▶ _TEXT EXTRACT_
○ ○ ○ ○

Except this American family isn't who they say they are. For Fred is better known as Giovanni Manzoni, a Mafia boss who grassed on his colleagues, and who is now being shifted around France at some speed by the FBI witness protection scheme to keep him safe from the hefty bounty on his head.
The snag is, Fred's not the sharpest knife in the drawer, and also seems incapable of living a low-key and quiet life… And young Warren looks like being a chip off the old block, if ever there was one, with the protection racket he's set up at school. You also wouldn't want to get on the wrong side of the womenfolk either, as Maggie demonstrates her own methods for dealing with racist supermarket managers, and Belle sees off lecherous teenagers in some style.
BADFELLAS is Sopranos Goes to Europe, although it's the version you can probably show your maiden aunt. There's not a "you fat fuck!" in sight, and you won't be reading this book through your fingers.
Tonino Benacquista – born in France of Italian parents – uses humour and satire, rather than gross-out, to get his message across. BADFELLAS is exuberant and larger than life, helped by Emily Read's sprightly translation, but with an underlying spine of sadness and steel to it.
There's no glorying of crime from Benacquista – he hammers his points home with black humour (just once or twice a touch heavy-handedly). But there are a host of stick-in-the-mind classic scenes, including Fred's encounter with a plumber, and his guest appearance at the town's film society.
BADFELLAS is a real romp, even if the ending turns into something out of a comic book. You've got to love a book whose front cover has a 'don't mess with me' pooch on the front and a note from the publishers which says: "The names of the characters depicted in this work have been changed to protect their identity. Similarly, the picture of the dog on the cover is not that of the Australian Cattle Dog Malavita who is currently at large.’ - Reviewingtheevidence

‘Imagine the FBI’s witness-protection programme moving the Soprano family to Normandy, France. There are many telling and humorous culture-clash vignettes about the ways in which each family member “fits in,” using their extensive New Jersey mob experience. A lightly tripping book on dark themes. I find it impossible to find humour in violence and usually do not like mob books, but this author pulls it off impeccably with his affectionate, knowing yet satirical perspective.’  - Mysterious Matters

‘Under cover of darkness, an American family moves into a villa in Normandy. Fred Blake tells everyone he is writing a history of the Allied landings. In fact, he is Giovanni Manzoni, a former Mafia boss who grassed on his colleagues and is now in the FBI witness protection programme. Badfellas by Tonino Benacquista (£8.99, Bitter Lemon) is a terrific, boisterous and hilarious black comedy which will inevitably draw comparisons with hit TV series The Sopranos. This is a strangely likeable family, considering the awful things that happen to people who cross them. The manager of the local supermarket insults Maggie behind her back and later that afternoon his shop burns down. A plumber who angers Fred with delays and exorbitant estimates falls down the stairs and breaks his arms. Even the young son, Warren, starts a gang at school to intimidate the bullies. The Manzonis are joined in their French village by the FBI team assigned to protect them. And when an unbelievable and farcical coincidence blows Fred's cover, he is able to return to the violent life he misses as he saves his family from the Mafia gunmen sent to silence them forever. And we end up cheering him on. It's easy to see this being turned into a film - it's violent, pacy and full of detail of everyday, humdrum lives, interspersed with the extraordinary. If you like Carl Hiaasen and Janet Evanovich, you'll love this. The best comedy thriller I've read in the past year.’ - Newham Recorder

‘The names of the characters depicted in this work have been changed to protect their identity. Similarly, the picture of the dog on the cover is not that of the Australian Cattle Dog Malavita who is currently at large”. This is not your ordinary publisher’s introductory note, and indeed, Badfellas is not your ordinary novel.

○ ○ ○ ○

▶ _MATERIAL PROVIDED_
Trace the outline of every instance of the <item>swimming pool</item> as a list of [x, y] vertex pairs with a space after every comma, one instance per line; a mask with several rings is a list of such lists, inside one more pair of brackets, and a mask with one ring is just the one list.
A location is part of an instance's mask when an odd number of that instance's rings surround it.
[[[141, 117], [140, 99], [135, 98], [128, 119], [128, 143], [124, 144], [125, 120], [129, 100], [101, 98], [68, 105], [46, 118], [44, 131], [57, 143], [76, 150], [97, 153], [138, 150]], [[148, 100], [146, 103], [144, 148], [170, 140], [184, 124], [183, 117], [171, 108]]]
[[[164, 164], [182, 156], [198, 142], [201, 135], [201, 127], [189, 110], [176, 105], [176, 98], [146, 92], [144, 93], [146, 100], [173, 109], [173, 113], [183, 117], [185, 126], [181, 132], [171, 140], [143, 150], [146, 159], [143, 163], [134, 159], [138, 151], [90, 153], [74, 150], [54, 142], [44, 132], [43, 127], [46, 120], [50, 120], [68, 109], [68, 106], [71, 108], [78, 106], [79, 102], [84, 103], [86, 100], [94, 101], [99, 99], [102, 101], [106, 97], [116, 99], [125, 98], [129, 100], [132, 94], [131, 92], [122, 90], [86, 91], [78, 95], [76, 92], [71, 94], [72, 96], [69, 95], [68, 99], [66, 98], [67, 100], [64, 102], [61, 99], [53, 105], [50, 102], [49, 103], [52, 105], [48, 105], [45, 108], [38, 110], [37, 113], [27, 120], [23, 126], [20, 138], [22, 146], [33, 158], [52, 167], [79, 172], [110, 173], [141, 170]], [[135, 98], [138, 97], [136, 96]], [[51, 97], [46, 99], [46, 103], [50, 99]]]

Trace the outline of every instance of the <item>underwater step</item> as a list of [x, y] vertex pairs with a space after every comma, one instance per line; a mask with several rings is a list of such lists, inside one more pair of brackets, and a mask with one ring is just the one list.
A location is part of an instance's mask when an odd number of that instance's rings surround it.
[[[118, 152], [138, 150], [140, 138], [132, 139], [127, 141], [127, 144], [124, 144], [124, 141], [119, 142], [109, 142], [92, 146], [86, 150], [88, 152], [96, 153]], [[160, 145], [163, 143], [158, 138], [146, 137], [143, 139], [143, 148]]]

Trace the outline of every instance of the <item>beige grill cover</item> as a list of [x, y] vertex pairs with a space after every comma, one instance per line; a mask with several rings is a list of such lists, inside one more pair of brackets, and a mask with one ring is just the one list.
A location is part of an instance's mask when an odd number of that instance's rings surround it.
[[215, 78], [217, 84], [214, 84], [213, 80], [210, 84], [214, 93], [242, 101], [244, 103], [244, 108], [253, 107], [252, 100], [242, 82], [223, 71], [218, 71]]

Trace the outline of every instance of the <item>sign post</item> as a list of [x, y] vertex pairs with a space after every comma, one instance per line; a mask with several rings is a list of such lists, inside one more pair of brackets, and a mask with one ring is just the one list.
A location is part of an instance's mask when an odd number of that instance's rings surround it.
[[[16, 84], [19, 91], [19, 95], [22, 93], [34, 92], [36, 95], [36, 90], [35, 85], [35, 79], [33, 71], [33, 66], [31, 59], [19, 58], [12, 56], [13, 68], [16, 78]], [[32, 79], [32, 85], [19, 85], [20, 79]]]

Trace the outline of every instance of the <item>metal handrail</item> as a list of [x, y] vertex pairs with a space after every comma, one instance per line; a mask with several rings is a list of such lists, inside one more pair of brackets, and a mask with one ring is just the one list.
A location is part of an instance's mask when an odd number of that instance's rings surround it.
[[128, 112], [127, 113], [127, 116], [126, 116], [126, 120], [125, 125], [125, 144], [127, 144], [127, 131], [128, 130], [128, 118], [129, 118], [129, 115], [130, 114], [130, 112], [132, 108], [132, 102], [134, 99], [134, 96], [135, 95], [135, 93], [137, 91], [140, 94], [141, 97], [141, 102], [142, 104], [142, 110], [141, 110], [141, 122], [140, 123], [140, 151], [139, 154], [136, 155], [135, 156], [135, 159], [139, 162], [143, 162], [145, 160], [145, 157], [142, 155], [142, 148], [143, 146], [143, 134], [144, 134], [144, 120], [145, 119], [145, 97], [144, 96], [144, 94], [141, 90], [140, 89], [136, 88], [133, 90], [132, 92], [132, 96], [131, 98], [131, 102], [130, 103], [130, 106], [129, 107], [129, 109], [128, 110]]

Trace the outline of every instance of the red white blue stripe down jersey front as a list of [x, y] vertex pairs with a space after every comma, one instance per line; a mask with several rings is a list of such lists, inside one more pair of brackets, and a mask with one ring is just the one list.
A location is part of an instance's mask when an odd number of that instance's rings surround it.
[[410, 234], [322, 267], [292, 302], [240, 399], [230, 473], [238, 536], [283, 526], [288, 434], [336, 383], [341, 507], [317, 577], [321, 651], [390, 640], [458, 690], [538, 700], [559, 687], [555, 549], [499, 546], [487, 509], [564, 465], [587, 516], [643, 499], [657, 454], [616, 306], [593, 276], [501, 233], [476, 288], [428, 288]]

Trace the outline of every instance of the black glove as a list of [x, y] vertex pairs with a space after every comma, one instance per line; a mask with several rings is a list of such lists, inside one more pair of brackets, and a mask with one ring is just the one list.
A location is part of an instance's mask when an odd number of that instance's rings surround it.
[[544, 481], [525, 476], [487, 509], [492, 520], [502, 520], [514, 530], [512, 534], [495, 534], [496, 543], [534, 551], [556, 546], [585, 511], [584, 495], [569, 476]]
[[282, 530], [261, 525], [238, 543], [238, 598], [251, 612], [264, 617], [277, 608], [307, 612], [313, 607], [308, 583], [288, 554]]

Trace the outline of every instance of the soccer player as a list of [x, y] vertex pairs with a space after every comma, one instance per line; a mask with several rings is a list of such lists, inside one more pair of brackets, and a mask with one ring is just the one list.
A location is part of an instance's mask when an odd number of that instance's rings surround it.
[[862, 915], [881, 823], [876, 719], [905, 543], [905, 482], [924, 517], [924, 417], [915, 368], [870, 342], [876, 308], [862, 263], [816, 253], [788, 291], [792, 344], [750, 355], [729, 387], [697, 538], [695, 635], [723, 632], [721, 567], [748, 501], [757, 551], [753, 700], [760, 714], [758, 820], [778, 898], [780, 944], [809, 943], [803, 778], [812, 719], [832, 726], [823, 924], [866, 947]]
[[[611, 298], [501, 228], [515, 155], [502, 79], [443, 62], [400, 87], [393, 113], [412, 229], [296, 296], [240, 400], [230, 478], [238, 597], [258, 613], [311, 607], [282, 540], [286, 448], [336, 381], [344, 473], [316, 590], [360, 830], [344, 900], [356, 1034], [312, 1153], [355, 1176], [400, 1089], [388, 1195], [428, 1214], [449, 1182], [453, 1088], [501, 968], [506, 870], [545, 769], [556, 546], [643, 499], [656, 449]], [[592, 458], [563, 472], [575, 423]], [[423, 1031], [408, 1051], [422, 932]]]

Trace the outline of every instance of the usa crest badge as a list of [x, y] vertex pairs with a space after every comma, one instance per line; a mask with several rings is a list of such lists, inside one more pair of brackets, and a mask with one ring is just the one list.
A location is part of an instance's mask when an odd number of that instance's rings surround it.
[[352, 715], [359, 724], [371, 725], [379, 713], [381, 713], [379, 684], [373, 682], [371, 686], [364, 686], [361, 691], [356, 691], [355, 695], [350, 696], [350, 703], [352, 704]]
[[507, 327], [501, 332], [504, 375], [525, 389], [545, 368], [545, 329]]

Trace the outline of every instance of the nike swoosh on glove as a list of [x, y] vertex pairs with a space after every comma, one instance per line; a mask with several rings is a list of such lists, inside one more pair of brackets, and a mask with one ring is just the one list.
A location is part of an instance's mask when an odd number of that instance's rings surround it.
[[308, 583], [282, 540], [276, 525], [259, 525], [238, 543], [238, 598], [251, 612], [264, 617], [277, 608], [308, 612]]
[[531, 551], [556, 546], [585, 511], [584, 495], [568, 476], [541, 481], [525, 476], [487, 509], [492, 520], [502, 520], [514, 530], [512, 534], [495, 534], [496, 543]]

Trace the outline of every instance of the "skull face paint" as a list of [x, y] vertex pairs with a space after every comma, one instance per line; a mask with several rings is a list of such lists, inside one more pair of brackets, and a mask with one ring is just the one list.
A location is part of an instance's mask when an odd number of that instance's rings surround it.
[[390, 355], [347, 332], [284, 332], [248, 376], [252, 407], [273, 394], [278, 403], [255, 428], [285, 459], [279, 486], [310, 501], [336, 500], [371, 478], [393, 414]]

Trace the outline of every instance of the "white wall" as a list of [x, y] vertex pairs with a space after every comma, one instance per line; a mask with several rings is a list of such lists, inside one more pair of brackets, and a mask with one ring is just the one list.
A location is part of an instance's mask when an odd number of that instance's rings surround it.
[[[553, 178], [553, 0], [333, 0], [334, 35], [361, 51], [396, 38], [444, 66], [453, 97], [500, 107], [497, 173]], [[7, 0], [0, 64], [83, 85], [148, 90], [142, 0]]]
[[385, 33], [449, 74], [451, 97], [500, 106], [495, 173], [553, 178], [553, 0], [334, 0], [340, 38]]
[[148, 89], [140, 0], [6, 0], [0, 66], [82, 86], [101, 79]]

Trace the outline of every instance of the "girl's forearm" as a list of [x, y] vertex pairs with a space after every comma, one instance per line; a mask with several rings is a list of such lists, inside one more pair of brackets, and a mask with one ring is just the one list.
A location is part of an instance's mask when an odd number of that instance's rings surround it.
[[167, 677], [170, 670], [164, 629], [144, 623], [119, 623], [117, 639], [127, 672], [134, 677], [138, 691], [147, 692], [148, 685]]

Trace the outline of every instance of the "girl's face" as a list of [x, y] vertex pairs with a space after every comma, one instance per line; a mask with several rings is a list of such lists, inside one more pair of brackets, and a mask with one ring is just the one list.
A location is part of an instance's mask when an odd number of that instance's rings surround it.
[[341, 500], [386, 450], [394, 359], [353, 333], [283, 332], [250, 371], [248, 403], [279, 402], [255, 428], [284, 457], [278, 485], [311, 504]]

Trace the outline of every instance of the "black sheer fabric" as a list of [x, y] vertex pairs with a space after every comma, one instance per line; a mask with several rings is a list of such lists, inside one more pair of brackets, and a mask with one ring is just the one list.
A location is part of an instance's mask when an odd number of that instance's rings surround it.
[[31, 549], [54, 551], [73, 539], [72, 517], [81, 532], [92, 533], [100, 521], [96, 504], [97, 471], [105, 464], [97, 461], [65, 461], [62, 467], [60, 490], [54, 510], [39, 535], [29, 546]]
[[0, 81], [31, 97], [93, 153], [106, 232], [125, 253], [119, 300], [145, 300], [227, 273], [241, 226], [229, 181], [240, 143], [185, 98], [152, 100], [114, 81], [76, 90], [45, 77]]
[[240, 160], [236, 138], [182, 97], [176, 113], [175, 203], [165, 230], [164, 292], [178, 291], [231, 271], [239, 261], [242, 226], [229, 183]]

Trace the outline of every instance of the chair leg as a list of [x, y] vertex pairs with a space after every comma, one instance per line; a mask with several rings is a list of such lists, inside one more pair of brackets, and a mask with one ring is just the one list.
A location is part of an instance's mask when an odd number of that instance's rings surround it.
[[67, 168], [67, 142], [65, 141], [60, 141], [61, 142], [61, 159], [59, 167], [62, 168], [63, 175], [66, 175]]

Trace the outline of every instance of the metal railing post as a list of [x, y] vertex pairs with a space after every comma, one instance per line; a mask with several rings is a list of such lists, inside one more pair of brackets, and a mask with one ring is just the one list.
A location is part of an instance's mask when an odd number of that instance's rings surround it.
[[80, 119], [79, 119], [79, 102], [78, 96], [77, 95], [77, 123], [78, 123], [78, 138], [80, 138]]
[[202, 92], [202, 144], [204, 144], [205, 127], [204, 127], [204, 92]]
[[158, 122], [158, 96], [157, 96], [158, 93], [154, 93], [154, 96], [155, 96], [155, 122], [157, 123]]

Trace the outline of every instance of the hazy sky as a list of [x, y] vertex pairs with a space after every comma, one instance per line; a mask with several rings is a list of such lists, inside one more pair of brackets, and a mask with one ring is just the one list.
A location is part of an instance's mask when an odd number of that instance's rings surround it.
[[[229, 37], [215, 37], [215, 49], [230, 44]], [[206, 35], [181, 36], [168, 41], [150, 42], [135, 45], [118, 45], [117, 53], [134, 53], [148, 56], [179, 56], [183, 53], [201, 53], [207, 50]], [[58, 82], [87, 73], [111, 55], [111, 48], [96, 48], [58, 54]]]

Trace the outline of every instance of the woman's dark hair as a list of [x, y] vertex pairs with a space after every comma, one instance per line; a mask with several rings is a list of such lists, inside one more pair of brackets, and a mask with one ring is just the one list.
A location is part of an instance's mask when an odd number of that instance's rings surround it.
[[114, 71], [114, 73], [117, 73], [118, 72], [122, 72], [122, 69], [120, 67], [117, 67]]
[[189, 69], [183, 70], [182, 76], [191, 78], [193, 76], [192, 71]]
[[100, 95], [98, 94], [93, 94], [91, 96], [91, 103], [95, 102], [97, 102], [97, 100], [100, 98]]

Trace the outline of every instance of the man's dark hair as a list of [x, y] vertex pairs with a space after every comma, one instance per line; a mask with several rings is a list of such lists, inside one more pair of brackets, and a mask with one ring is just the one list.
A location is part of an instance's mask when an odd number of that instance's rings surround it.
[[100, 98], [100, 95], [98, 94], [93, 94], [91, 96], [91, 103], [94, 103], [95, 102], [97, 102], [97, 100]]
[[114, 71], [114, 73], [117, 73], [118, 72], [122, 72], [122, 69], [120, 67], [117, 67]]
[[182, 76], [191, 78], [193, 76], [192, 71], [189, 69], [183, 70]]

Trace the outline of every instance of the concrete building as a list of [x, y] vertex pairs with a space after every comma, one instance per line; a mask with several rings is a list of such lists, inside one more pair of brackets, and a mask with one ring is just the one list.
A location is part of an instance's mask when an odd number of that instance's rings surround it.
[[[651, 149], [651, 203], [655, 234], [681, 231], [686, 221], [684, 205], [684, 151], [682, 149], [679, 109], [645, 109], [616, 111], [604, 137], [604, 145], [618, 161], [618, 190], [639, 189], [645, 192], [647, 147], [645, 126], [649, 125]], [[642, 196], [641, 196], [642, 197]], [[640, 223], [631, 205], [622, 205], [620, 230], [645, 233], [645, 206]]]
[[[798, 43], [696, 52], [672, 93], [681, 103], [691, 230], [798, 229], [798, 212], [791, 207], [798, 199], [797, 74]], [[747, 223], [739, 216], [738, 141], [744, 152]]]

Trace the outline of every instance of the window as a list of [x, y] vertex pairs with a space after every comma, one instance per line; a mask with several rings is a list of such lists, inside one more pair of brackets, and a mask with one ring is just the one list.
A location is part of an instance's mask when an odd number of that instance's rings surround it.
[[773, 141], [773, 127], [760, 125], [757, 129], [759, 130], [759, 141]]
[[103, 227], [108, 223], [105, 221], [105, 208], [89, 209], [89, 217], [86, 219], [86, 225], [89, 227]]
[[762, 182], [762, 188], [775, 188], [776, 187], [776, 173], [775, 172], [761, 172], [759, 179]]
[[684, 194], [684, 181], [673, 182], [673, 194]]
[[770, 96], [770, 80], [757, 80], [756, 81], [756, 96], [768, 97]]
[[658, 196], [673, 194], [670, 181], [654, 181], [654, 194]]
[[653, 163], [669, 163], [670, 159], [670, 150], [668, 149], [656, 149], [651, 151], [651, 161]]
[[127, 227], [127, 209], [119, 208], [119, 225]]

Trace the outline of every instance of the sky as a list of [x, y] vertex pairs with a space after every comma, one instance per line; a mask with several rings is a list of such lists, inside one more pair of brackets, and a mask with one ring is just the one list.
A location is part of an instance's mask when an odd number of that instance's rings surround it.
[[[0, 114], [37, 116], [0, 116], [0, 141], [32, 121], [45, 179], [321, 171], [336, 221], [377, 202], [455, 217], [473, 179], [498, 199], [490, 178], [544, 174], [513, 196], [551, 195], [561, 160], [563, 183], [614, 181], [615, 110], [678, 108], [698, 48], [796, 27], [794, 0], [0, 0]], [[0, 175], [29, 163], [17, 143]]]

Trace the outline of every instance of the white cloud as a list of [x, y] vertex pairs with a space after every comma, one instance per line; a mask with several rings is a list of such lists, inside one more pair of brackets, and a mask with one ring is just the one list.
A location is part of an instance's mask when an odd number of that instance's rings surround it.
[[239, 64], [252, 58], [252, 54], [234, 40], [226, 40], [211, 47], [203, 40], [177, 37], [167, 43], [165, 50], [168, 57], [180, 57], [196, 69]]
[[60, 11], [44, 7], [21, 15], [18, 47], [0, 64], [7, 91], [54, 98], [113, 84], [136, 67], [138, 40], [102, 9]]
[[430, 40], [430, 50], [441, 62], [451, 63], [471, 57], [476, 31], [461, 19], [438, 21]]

○ ○ ○ ○

▶ _DIRECTIVES_
1. In the Badfellas reviews, rewrite the paragraph beginning "The snag is, Fred's not the sharpest knife" as a short bulleted list that keeps its main facts.
2. Translate this sentence from the Badfellas reviews into Spanish: "BADFELLAS is exuberant and larger than life, helped by Emily Read's sprightly translation, but with an underlying spine of sadness and steel to it."
3. Go on with the Badfellas reviews, picking up after the last sentence of the final excerpt.

▶ _EXPECTED OUTPUTS_
1.
- Fred is not very bright and can't seem to live a low-key, quiet life.
- Young Warren takes after his father and has set up a protection racket at school.
- The women of the family are formidable too:
  - Maggie has her own methods for dealing with racist supermarket managers.
  - Belle sees off lecherous teenagers in style.

2. BADFELLAS es exuberante y desbordante, con la ayuda de la ágil traducción de Emily Read, pero tiene por debajo una columna vertebral de tristeza y acero.

3.
I don’t think it is giving anything away if I quote the front-cover description, “imagine the FBI’s witness-protection programme moving the Soprano family to Normandy...”, for anyone who has watched the TV series The Sopranos will be instantly familiar with the family whose story is described in Badfellas. Fred and Maggie Blake, together with their daughter Belle and son Warren, move into a house in Normandy in the dead of night. The normal processes of starting a life in a new town begins: Belle and Warren attend the local school; Maggie busies herself turning the house into a home and looks around for suitable charity work; Fred does not seem to have anything to do but he discovers an old typewriter on the veranda and shuts himself away each day to write his memoirs; and Malavita the dog finds a warm place to sleep in the basement.
Simultaneously with the opening of the novel, however, we learn that Fred is in fact Giovanni Manzoni, a Mafia boss from Newark, New Jersey. He has given evidence against many of his fellow-criminals in a spectacular series of court cases in the USA, resulting in (the authorities hope and believe) the breaking of the cartel of families that control illegal activity in the state. In exchange for his testimony, Manzoni and his family have been promised witness protection – which is just as well, given the $20 million that is the Mafia’s reward to anyone who can kill him.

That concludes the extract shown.